======== Text passage
The computer keeps crashing during the compilation process of chromium-123.0.6312.58_1, but never crashed when I was building version 123.0.6312.58!

it printed PASS in big letters
The point people are trying to make that you are missing is that memory can PASS but still have issues and fail on a subsequent test run.

Hence the suggestion that you let it run overnight and make sure you consistently get PASS for several tests in a row.

But given you've got CPU cores hitting 100 deg. C I think you have found the problem.
 
The point people are trying to make that you are missing is that memory can PASS but still have issues and fail on a subsequent test run.

Hence the suggestion that you let it run overnight and make sure you consistently get PASS for several tests in a row.

But given you've got CPU cores hitting 100 deg. C I think you have found the problem.
Didn't Crivens imply it's normal for CPUs to reach the temperature of 120 or even 140 degrees by Celsius?.. Thirty minutes ago, I started running memtest86+ again.
 
100 °C on mere compilation? (Which is a much more mild task than aforementioned stress tests.) What's the cooler and is it actually attached?
================
→ The tasks:
1 – Find each line of the listing that contains the word "boot" and copy it out.
2 – Resume the thread about Chromium build crashes with a new post following its last one.
The thread about Chromium build crashes and the listing after it are unrelated material.
======== Given information
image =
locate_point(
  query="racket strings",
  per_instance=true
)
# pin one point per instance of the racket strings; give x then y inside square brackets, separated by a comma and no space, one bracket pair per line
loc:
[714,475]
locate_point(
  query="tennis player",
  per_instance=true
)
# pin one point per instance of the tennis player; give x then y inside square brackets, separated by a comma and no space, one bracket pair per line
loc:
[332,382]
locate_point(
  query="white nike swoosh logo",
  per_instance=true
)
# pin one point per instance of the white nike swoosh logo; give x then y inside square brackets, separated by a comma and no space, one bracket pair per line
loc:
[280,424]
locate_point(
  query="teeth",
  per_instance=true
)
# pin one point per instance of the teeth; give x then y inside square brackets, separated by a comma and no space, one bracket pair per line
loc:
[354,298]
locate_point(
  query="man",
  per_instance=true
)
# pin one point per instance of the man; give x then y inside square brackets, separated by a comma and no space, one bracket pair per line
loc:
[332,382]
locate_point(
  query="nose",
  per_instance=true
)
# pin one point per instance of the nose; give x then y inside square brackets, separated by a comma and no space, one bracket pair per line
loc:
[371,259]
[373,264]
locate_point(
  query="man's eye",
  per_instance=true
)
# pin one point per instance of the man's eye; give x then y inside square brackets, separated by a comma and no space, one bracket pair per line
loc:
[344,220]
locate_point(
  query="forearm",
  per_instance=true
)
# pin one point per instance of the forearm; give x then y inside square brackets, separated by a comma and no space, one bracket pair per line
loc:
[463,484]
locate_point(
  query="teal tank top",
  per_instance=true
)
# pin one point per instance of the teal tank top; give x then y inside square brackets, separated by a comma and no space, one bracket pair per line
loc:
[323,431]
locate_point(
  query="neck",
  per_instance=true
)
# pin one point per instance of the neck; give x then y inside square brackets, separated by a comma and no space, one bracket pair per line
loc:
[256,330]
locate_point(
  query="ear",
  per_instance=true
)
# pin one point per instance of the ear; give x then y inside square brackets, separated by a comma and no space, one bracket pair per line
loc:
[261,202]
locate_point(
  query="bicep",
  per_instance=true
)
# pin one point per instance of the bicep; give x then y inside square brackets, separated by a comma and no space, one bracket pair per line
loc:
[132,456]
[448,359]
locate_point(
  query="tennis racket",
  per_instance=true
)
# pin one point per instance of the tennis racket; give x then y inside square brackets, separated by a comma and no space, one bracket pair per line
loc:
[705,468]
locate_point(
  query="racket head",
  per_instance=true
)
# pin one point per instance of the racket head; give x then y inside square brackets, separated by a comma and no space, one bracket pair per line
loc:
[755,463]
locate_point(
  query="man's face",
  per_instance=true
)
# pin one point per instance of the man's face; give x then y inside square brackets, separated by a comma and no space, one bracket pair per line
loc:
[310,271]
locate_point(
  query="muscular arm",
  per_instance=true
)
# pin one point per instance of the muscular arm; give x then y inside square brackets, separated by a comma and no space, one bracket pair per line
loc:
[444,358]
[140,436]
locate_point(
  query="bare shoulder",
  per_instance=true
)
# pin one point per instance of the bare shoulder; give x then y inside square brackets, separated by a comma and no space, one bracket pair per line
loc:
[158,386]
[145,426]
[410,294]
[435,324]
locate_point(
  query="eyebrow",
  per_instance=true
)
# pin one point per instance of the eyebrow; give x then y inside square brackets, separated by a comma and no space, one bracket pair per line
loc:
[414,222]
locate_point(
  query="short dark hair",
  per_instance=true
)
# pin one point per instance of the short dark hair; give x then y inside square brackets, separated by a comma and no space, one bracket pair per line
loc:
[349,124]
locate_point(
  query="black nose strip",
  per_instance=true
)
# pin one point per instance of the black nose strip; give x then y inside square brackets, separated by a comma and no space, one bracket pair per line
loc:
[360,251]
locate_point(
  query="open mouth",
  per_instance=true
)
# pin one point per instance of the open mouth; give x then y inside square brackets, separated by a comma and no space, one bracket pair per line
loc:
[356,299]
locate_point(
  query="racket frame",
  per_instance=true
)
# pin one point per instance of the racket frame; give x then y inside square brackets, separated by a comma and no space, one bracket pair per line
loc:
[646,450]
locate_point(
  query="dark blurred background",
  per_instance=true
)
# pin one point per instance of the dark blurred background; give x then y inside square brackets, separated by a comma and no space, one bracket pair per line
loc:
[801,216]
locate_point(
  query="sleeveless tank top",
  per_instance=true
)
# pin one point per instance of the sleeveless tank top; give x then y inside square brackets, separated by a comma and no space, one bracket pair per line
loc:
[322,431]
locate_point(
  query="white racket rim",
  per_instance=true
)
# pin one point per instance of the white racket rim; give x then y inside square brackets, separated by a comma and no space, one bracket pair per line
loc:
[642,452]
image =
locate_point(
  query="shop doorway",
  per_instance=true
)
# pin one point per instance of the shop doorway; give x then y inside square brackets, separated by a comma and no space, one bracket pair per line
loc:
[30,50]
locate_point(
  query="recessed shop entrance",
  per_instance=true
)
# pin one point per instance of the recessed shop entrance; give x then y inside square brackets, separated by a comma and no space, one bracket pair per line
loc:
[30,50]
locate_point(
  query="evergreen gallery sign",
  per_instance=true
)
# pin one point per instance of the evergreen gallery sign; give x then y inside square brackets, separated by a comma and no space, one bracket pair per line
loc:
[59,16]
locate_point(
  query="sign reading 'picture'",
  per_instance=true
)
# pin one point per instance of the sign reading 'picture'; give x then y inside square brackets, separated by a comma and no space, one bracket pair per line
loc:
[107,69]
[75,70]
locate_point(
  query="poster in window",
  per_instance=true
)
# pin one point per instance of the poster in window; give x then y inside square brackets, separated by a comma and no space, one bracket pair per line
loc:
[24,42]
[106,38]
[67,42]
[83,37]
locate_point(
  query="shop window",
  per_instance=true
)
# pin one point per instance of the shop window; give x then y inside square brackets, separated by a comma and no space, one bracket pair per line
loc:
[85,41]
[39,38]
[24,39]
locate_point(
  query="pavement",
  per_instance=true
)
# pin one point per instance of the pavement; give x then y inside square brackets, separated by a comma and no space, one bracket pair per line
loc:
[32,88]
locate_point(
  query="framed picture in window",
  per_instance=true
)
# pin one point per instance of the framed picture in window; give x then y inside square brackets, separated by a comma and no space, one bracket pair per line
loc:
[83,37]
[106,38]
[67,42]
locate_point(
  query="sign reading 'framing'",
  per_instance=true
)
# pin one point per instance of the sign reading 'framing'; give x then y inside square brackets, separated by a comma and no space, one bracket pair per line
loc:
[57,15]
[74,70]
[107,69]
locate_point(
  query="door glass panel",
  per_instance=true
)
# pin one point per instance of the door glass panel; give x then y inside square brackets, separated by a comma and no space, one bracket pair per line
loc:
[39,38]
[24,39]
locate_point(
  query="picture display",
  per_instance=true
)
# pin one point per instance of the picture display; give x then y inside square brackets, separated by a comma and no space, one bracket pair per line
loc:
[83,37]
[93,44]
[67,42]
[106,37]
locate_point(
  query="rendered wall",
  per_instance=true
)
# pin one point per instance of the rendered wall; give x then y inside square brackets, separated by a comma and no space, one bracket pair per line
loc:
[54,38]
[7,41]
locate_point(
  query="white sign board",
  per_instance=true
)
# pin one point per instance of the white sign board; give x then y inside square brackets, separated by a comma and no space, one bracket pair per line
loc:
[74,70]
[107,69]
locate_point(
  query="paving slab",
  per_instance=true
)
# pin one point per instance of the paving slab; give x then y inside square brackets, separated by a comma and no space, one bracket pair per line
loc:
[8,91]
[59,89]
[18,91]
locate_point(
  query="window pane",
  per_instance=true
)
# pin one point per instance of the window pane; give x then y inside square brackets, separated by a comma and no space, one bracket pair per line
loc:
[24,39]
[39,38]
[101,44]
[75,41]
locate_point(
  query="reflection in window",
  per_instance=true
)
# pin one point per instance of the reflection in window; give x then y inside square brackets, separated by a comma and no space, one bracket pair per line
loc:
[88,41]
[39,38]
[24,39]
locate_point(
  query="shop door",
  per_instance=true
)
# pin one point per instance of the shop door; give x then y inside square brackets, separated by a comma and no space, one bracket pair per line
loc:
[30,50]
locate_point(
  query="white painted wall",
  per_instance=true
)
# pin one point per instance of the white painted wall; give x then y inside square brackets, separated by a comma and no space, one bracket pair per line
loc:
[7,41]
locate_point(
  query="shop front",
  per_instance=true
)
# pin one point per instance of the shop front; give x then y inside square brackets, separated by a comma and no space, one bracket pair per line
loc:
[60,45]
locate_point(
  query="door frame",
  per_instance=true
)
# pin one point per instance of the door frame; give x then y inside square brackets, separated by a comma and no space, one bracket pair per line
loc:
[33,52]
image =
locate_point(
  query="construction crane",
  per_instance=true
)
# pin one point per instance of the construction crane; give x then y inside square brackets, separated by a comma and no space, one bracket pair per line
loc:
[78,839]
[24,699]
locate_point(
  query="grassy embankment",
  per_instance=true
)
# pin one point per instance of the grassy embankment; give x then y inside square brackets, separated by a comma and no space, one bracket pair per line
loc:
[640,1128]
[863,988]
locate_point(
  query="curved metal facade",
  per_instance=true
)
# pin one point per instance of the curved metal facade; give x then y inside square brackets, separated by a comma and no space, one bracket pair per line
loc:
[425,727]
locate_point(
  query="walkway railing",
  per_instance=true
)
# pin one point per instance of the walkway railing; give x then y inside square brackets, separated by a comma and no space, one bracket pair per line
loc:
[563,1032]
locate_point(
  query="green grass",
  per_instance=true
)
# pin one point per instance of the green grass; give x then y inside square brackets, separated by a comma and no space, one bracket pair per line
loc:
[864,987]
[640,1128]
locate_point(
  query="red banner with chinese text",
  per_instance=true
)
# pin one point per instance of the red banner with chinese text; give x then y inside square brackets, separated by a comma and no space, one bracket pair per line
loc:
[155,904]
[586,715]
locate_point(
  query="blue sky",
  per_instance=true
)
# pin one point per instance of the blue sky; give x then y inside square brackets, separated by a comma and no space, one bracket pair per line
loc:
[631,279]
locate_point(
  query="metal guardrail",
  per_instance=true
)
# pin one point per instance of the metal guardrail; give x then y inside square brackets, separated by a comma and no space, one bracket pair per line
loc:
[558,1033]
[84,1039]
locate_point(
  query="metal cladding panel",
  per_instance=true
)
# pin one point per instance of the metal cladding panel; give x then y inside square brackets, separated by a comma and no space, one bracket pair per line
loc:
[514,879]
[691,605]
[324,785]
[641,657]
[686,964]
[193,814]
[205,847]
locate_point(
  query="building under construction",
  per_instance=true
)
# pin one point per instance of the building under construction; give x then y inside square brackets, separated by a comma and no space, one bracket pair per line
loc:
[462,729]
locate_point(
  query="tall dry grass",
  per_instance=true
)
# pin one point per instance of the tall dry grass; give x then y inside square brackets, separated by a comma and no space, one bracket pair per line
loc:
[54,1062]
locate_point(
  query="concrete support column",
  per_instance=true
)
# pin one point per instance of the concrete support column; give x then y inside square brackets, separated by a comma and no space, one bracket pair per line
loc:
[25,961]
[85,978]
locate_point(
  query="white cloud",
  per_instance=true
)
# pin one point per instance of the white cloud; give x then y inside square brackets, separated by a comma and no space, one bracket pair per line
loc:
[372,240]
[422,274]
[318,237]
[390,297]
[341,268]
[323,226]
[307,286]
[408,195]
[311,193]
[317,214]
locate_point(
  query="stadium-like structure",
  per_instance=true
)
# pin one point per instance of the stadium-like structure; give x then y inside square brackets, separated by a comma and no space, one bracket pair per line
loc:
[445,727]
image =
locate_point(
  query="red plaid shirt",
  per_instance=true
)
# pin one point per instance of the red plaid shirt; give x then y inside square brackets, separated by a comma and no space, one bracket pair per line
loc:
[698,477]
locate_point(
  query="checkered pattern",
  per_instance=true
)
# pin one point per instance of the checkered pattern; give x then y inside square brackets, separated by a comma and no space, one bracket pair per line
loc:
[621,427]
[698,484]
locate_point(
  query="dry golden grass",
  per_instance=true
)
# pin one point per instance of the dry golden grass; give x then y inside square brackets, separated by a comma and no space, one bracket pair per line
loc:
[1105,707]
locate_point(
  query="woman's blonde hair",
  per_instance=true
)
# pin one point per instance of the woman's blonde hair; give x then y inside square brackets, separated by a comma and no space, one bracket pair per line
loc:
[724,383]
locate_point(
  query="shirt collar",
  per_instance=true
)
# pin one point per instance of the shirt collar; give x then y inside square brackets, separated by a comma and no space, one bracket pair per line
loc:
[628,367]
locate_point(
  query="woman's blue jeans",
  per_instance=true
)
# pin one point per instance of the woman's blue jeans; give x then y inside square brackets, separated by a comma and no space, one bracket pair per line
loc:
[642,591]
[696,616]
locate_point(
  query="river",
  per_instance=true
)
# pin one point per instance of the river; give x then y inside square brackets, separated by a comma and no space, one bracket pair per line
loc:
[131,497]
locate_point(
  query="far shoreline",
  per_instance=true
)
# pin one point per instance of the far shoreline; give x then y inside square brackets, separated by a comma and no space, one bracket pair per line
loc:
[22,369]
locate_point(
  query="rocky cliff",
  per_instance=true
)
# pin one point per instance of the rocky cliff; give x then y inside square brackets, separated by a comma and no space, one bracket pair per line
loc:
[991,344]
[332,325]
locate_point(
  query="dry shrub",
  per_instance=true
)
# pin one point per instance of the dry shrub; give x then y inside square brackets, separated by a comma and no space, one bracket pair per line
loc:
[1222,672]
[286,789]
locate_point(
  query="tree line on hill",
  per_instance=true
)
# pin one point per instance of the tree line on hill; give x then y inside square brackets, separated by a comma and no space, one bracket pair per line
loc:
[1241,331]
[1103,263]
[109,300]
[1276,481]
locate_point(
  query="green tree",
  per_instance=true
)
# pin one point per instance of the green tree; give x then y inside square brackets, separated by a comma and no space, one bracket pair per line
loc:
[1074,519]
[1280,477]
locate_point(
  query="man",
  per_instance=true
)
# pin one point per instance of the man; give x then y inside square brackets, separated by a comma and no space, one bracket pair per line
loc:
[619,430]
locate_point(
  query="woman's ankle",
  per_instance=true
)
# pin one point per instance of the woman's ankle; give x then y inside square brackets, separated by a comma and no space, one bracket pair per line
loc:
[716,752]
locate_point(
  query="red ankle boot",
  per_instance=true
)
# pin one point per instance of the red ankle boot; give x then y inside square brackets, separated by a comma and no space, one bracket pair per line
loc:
================
→ The answers:
1 –
  query="red ankle boot",
# pin one point per instance of the red ankle boot; give x then y inside square brackets, separated by a comma and no space, one bracket pair per line

2 –
The temperature changed "recently". The sensors are now closer inside the actual cores. Since then higher temperatures are considered normal. I don't know what is considered overheating right now.
 
It wouldn't hurt to just check whether everything is physically in place. I also have no idea what would be the norm, but the computer obviously shouldn't crash. My 5600X stays around 70-73 °C, I think. However it's a lower mid-range CPU and only moderately "hot".
 
After each crash, I reboot and immediately see values such as these:

Code:
dev.cpu.19.temperature: 33.0C
dev.cpu.17.temperature: 34.0C
dev.cpu.15.temperature: 32.0C
dev.cpu.13.temperature: 33.0C
dev.cpu.11.temperature: 34.0C
dev.cpu.9.temperature: 33.0C
dev.cpu.7.temperature: 33.0C
dev.cpu.5.temperature: 31.0C
dev.cpu.3.temperature: 34.0C
dev.cpu.1.temperature: 34.0C
dev.cpu.18.temperature: 32.0C
dev.cpu.16.temperature: 34.0C
dev.cpu.14.temperature: 31.0C
dev.cpu.12.temperature: 32.0C
dev.cpu.10.temperature: 34.0C
dev.cpu.8.temperature: 33.0C
dev.cpu.6.temperature: 33.0C
dev.cpu.4.temperature: 31.0C
dev.cpu.2.temperature: 33.0C
dev.cpu.0.temperature: 34.0C

So, it's normal for cores to cool off so quickly after compilation stops?
 
I still find mprime confusing. I chose #16 in the menu and the default answers to each question:
Code:
 16.  Options/Torture Test
        17.  Options/Benchmark
        18.  Help/About
        19.  Help/About PrimeNet Server
Your choice: 16

Number of cores to torture test (10):
Use hyperthreading (more stressful) (Y):
Choose a type of torture test to run.
  1 = Smallest FFTs (tests L1/L2 caches, high power/heat/CPU stress).
  2 = Small FFTs (tests L1/L2/L3 caches, maximum power/heat/CPU stress).
  3 = Large FFTs (stresses memory controller and RAM).
  4 = Blend (tests all of the above).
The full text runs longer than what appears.